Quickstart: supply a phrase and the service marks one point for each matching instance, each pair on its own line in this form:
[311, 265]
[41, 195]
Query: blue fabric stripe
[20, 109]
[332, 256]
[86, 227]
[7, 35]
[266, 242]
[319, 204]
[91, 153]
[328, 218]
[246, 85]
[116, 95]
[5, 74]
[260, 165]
***
- _Requirements_: Every record shown above should be written out again exactly.

- _The answer_:
Quickstart: supply a phrase and the service marks one point for each matching instance, each pair on its own line in this form:
[311, 265]
[41, 195]
Query: blue fabric stripe
[20, 109]
[332, 256]
[86, 227]
[7, 35]
[266, 242]
[319, 204]
[91, 153]
[328, 218]
[246, 85]
[116, 95]
[5, 74]
[260, 165]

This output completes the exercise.